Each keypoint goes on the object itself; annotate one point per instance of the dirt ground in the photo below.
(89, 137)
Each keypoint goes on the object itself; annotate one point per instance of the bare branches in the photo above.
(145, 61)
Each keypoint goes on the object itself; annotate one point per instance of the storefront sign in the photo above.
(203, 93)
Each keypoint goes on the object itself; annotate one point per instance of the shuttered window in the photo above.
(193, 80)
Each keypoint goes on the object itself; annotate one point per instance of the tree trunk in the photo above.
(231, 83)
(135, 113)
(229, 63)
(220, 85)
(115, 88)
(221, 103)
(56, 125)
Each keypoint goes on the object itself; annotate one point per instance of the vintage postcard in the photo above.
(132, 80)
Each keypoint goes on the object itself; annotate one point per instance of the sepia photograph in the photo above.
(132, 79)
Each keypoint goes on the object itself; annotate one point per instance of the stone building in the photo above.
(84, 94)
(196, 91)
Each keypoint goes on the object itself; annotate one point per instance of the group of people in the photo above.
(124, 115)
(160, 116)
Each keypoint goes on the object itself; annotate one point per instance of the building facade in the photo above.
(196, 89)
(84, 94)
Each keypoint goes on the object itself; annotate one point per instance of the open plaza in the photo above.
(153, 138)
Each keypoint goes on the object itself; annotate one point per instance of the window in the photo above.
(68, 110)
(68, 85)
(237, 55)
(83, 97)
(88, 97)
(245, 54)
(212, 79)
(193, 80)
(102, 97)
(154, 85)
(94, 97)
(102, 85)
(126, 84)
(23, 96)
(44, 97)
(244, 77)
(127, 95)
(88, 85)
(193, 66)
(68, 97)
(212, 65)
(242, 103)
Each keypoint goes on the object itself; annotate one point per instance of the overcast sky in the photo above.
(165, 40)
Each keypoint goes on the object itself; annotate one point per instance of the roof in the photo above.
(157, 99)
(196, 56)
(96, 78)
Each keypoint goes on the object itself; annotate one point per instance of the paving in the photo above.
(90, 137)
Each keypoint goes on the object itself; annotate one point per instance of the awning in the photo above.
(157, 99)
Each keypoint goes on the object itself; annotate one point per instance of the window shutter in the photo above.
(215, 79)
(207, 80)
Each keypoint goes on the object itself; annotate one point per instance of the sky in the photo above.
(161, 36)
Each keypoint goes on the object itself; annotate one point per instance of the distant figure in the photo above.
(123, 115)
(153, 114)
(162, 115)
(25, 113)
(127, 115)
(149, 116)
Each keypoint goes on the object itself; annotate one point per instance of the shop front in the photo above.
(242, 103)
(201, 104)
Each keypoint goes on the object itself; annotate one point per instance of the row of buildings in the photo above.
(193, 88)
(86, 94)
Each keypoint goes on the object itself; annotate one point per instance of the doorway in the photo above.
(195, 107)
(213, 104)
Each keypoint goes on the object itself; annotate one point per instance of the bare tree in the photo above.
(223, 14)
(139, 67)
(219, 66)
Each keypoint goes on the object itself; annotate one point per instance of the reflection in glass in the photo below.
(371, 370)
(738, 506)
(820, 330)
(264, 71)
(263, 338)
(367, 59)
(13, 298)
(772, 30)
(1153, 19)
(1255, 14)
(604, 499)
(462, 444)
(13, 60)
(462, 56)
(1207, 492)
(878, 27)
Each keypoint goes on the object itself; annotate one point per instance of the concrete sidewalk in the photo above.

☆ ☆ ☆ ☆ ☆

Problem statement: Your response should consist of the full listing, repeated exactly.

Response below:
Each keypoint goes on the object itself; annotate one point per instance of the dirt ground in the photo below.
(89, 137)
Each keypoint goes on the object itself; annotate one point per instance of the bare branches in the photo above.
(145, 61)
Each keypoint goes on the object itself; annotate one point per instance of the storefront sign in the photo above.
(203, 93)
Each keypoint goes on the object itself; annotate one point per instance of the shuttered window in the photo above.
(193, 80)
Each keypoint goes on the object itself; annotate one point per instance of the tree trunk in the photo above.
(231, 83)
(135, 113)
(229, 63)
(220, 85)
(115, 88)
(221, 103)
(56, 125)
Each keypoint goes on the object itself; annotate one point per instance of the vintage postcard in the photo above.
(132, 80)
Each keypoint goes on the object itself; annotate one point per instance of the sepia photograph in the photo above.
(132, 79)
Each keypoint goes on the object itself; annotate one point per instance of the stone building in the photo above.
(84, 94)
(196, 91)
Each keypoint goes on the object itself; annotate one point per instance of the group of people in the photo above.
(124, 115)
(160, 116)
Each keypoint goes on the object itself; annotate one point per instance of the building facade in the photo above.
(196, 89)
(84, 94)
Each keypoint goes on the object itself; annotate one point per instance of the open plaza in the photo above.
(153, 138)
Each keypoint goes on the object itself; annotate one point per instance of the window in the photo above.
(68, 110)
(68, 85)
(237, 55)
(83, 97)
(88, 97)
(245, 54)
(212, 79)
(193, 80)
(102, 97)
(154, 85)
(94, 97)
(102, 85)
(126, 84)
(23, 96)
(44, 97)
(244, 77)
(127, 95)
(88, 85)
(193, 66)
(68, 97)
(212, 65)
(242, 103)
Each keypoint goes on the object itself; annotate one point per instance of the overcast sky in the photo above.
(165, 40)
Each keypoint goes on the object itself; annotate one point per instance of the roof in the photo above.
(157, 99)
(196, 56)
(96, 78)
Each keypoint goes on the object itself; annotate one point per instance of the paving in the photo above.
(90, 137)
Each keypoint goes on the object itself; annotate one point per instance of the awning in the photo above.
(157, 99)
Each keypoint goes on the object itself; annotate one point per instance of the window shutter in the photo above.
(215, 79)
(207, 80)
Each keypoint goes on the object itself; annotate one point per instance of the sky in the photo above.
(161, 36)
Each keypoint goes on the object itself; annotate one point per instance of the distant figure in the photo above.
(123, 115)
(153, 114)
(162, 115)
(25, 113)
(127, 115)
(149, 116)
Each keypoint goes on the object itself; annotate one point per instance of the shop front in the photo above.
(242, 103)
(201, 104)
Each keypoint goes on the object itself; annotate one point per instance of the row of buildings in the photo above.
(193, 88)
(86, 94)
Each keypoint goes on the object itself; annotate one point per instance of the doorway in the photo above.
(195, 107)
(213, 104)
Each keypoint goes on the object itself; annotate one point per instance of the bare tree in the photo above.
(223, 14)
(139, 67)
(219, 66)
Each keypoint goes on the object itself; annotate one point per instance of the reflection in glass in the photo below.
(371, 370)
(738, 506)
(820, 330)
(264, 71)
(263, 338)
(367, 59)
(13, 298)
(772, 30)
(1153, 19)
(1255, 14)
(604, 499)
(462, 444)
(13, 60)
(462, 56)
(1207, 492)
(878, 27)
Each keypoint goes on the object itself; annotate one point per instance of the concrete sidewalk in the photo above.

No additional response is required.